**What you have to do:**
Give the records back in full, exactly as they read.

Location labeling records:
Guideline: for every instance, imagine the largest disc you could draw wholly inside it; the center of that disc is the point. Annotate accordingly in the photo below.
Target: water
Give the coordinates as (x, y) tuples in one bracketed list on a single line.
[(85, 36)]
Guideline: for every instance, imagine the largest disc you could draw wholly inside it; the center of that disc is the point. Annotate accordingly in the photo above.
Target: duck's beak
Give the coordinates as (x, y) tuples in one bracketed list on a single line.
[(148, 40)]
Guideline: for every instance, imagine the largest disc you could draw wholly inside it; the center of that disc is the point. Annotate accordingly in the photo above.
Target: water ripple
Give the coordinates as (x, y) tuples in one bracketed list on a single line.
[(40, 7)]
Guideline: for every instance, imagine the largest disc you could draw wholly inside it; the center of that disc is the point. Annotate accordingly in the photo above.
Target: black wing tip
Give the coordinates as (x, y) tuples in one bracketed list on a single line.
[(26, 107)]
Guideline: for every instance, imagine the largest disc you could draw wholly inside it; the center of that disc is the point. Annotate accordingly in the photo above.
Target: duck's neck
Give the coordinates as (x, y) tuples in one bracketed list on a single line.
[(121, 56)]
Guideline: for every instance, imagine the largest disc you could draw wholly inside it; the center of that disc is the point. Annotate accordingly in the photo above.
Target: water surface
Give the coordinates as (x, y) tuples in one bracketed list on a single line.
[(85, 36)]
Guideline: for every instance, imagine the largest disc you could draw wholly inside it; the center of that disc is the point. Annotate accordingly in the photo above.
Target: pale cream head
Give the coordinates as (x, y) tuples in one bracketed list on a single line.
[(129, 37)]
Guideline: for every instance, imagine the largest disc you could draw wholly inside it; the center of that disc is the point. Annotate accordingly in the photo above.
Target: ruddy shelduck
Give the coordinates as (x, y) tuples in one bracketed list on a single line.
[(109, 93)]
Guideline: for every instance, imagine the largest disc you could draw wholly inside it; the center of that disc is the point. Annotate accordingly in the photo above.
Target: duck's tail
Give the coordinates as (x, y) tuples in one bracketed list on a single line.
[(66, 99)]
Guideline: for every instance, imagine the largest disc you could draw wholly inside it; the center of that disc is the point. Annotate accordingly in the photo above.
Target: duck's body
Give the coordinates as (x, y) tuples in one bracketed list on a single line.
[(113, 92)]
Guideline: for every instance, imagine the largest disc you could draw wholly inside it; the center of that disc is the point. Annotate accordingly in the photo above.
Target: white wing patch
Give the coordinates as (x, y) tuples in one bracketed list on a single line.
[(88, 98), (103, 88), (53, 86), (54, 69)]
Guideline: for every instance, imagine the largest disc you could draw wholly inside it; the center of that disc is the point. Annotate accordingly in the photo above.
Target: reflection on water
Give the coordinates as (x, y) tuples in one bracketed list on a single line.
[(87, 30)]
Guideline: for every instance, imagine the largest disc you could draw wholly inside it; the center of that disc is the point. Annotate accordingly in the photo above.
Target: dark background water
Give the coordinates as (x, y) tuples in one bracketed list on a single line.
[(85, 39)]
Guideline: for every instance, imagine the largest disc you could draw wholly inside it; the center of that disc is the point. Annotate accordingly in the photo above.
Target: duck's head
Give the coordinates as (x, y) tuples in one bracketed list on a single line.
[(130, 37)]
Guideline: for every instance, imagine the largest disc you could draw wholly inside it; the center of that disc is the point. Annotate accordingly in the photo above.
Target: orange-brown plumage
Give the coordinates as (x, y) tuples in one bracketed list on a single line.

**Response:**
Guideline: for every instance, imagine the largest disc you could draw wholly inside it; the center of that disc is the point. Annotate accordingly in the photo below.
Target: water
Give the coordinates as (x, y) tuples in one bracketed list on a single line.
[(85, 36)]
Guideline: for every instance, imagine the largest disc you could draw wholly inside it; the center of that disc is the point. Annotate accordingly in the photo above.
Target: duck's beak
Give the coordinates as (x, y) tuples in one bracketed list on a single line.
[(148, 40)]
Guideline: for every instance, imagine the largest disc you could draw wholly inside it; the center of that disc is the point. Annotate accordingly in the photo above.
Target: water ripple
Give the coordinates as (x, y) tuples in one bracketed list on a single line.
[(40, 7)]
Guideline: for every instance, imagine the largest disc you could draw wholly inside it; the center of that disc is the point. Annotate accordingly in the photo above.
Target: black wing tip
Give the coordinates as (x, y) tuples in one bracketed list on a single line.
[(26, 107)]
Guideline: for every instance, imagine the largest disc you could draw wholly inside it; the center of that disc is the point. Annotate accordingly in the photo above.
Target: duck's neck
Give the coordinates as (x, y) tuples in one bracketed list on a single line.
[(121, 56)]
Guideline: for every instance, imagine the largest disc you could draw wholly inside it; the center of that disc is the point. Annotate accordingly in the photo above.
Target: water surface
Give the coordinates as (x, y) tuples in one bracketed list on a single line.
[(85, 36)]
Guideline: for every instance, imagine the largest disc you could draw wholly inside it; the center of that disc is the point. Annotate accordingly in the photo above.
Target: pale cream head
Give the coordinates as (x, y) tuples in one bracketed list on a single line.
[(129, 37)]
Guideline: for every instance, imagine the largest disc you could draw wholly inside it; the center of that disc is the point. Annotate accordingly in the photo above.
Target: ruddy shelduck
Give the coordinates as (x, y) tuples in one bracketed list on a single line.
[(109, 93)]
Guideline: for every instance, imagine the largest disc you could draw wholly inside it; the center of that disc is the point. Annotate accordingly in the photo above.
Target: duck's tail
Give the coordinates as (x, y) tuples in one bracketed list on a single line.
[(66, 99)]
Guideline: for every instance, imagine the largest disc you could draw wholly inside it; the center of that disc is the point. Annotate accordingly in the photo above.
Target: duck's body
Give the coordinates as (x, y) tuples in one bracketed list on a single line.
[(113, 92)]
Guideline: for every instance, imagine the largest disc you could draw wholly inside it; the center of that disc is the point. Annotate accordingly in the photo above.
Target: white wing patch
Give the coordinates as (x, y) tuples in one bracketed list on a single line.
[(88, 98), (103, 88), (53, 86), (54, 69)]
Guideline: for every instance, imagine the largest disc you could draw wholly inside it; the center of that disc is the point. Annotate accordingly in the photo above.
Target: reflection on water
Give the coordinates as (x, y) tuples in one bracketed list on a single line.
[(87, 30)]
Guideline: for every instance, imagine the largest disc you could draw wholly inside it; the center of that disc is the point. Annotate accordingly in the photo above.
Target: dark background water
Give the coordinates as (x, y) tuples in one bracketed list on a single line.
[(85, 39)]
Guideline: for every instance, imagine the largest disc you could draw wholly inside it; the center of that disc is the point. Annotate accordingly in the photo above.
Target: duck's head
Give the coordinates as (x, y) tuples in one bracketed list on a single line.
[(130, 37)]
Guideline: for every instance, imagine the largest disc you could draw wholly inside it; the center of that disc is the point. Annotate accordingly in the photo above.
Target: orange-brown plumage
Give the coordinates as (x, y) tuples in one bracketed list on a single line.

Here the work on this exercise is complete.